(Given data)

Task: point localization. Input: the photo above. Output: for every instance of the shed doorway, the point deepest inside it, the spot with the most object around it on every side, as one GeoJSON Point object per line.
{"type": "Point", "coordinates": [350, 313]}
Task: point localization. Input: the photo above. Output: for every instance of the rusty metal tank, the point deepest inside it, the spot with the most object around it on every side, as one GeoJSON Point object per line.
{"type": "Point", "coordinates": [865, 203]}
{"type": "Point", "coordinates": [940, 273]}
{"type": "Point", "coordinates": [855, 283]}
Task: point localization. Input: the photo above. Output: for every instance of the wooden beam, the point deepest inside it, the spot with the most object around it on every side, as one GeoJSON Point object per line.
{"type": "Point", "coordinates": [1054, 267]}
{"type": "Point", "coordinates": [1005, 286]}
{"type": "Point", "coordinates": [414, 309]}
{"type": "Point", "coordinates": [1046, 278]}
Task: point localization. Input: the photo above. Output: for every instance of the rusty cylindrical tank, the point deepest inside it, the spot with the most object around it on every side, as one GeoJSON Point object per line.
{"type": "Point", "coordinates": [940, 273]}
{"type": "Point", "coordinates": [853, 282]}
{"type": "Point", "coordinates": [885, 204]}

(End Given data)

Would you output all the records above exactly as written?

Task: point localization. Input: the photo above. Output: for every instance of the shed doorway, the point deepest inside it, the spot with the most object around it on every side, as one GeoJSON Point object per line.
{"type": "Point", "coordinates": [350, 313]}
Task: point localization. Input: the photo above. Output: for every instance of the rusty metal tank, the point deepest inside it, the spot with the most object around it on every side, as one GeoJSON Point object per line.
{"type": "Point", "coordinates": [865, 203]}
{"type": "Point", "coordinates": [940, 273]}
{"type": "Point", "coordinates": [855, 283]}
Task: point localization. Input: the photo above. Output: for every instance of the wooden beam, the point deepest inside it, the spot with the most object around it on every side, as one GeoJSON Point object per line.
{"type": "Point", "coordinates": [1054, 267]}
{"type": "Point", "coordinates": [1005, 286]}
{"type": "Point", "coordinates": [414, 309]}
{"type": "Point", "coordinates": [1046, 278]}
Task: point localization. Input: the photo above. Output: for every instance of the rusty cylindrical tank, the point deepest inside it, the spot with the most object around it on every side, as one GeoJSON Point object per line.
{"type": "Point", "coordinates": [940, 273]}
{"type": "Point", "coordinates": [853, 282]}
{"type": "Point", "coordinates": [885, 204]}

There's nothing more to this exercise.